山帰来、蒺藜子、芍薬、麝香、車前子

漢方生薬

日本漢方の原料である漢方生薬と有名な民間薬をご紹介します。初めての方から専門家まで参考になるよう、気味、帰経、効能、適応とする体質と処方例、民間療法をご紹介。

山帰来

別名土茯苓ともいいます。中国からインドにかけて分布するユリ科のつる性落葉低木の根茎を用います。別名の土茯苓は中国での生薬名となります。現代でも家庭薬の皮膚疾患治療剤として、サンキライの名でしばしば配合されています。

気味、薬味薬性

味は甘、淡、性は平

帰経。東洋医学の臓腑経絡との関係

肝、胃

効能

梅毒や慢性の皮膚疾患、化膿性疾患、頚部結核に用います。レプトスピラ病や麻疹の予防や治療に用いられています。

▶ [表示行一覧]
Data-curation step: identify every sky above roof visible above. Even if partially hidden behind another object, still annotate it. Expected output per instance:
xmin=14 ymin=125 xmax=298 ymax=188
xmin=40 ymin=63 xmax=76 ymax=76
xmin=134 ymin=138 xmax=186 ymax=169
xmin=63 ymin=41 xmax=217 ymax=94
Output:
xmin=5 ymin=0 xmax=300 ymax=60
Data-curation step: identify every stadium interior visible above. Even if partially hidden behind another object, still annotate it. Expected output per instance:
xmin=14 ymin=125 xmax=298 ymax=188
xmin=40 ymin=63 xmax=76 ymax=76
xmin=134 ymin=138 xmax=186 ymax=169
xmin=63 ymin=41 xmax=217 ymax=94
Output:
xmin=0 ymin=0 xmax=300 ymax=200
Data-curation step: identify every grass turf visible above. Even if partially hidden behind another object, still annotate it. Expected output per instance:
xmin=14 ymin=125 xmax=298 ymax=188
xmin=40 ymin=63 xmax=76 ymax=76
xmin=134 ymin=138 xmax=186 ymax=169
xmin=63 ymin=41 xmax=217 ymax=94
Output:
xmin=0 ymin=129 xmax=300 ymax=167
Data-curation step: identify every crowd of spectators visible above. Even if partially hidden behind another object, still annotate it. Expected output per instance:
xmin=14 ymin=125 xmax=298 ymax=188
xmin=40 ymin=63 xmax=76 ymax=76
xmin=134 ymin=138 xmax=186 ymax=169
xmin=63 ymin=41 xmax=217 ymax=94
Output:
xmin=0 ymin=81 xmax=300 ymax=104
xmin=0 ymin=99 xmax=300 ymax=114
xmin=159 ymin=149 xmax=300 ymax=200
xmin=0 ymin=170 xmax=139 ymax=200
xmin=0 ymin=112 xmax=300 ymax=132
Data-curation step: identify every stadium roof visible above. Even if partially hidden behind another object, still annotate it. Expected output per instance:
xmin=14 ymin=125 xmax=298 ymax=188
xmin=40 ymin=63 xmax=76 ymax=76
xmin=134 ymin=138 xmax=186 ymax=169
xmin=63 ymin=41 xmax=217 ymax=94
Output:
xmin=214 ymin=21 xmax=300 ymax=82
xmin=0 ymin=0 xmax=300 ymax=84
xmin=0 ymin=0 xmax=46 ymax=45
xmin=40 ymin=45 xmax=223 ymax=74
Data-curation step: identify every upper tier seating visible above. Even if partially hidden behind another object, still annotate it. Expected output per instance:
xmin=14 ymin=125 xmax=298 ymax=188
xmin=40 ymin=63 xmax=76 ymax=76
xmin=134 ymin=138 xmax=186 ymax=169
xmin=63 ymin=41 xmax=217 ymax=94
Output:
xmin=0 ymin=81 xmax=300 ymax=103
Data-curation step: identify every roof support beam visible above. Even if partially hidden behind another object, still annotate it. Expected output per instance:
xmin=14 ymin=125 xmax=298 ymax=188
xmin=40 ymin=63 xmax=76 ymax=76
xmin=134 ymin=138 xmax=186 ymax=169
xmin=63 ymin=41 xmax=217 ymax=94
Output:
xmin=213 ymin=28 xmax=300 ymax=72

--

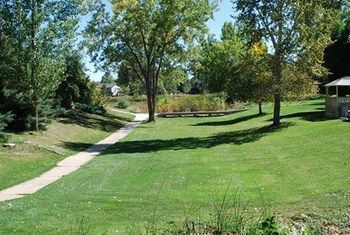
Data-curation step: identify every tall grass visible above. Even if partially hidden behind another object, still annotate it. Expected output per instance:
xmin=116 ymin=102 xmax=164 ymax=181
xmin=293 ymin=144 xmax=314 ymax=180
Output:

▶ [作業指示] 本文の「山帰来、蒺藜子、芍薬、麝香、車前子」から「でしばしば配合されています。」までのすべてを、一字も変えずに書き写しなさい。 上の行はこの課題では使いません。

▶ [解答]
山帰来、蒺藜子、芍薬、麝香、車前子

漢方生薬

日本漢方の原料である漢方生薬と有名な民間薬をご紹介します。初めての方から専門家まで参考になるよう、気味、帰経、効能、適応とする体質と処方例、民間療法をご紹介。

山帰来

別名土茯苓ともいいます。中国からインドにかけて分布するユリ科のつる性落葉低木の根茎を用います。別名の土茯苓は中国での生薬名となります。現代でも家庭薬の皮膚疾患治療剤として、サンキライの名でしばしば配合されています。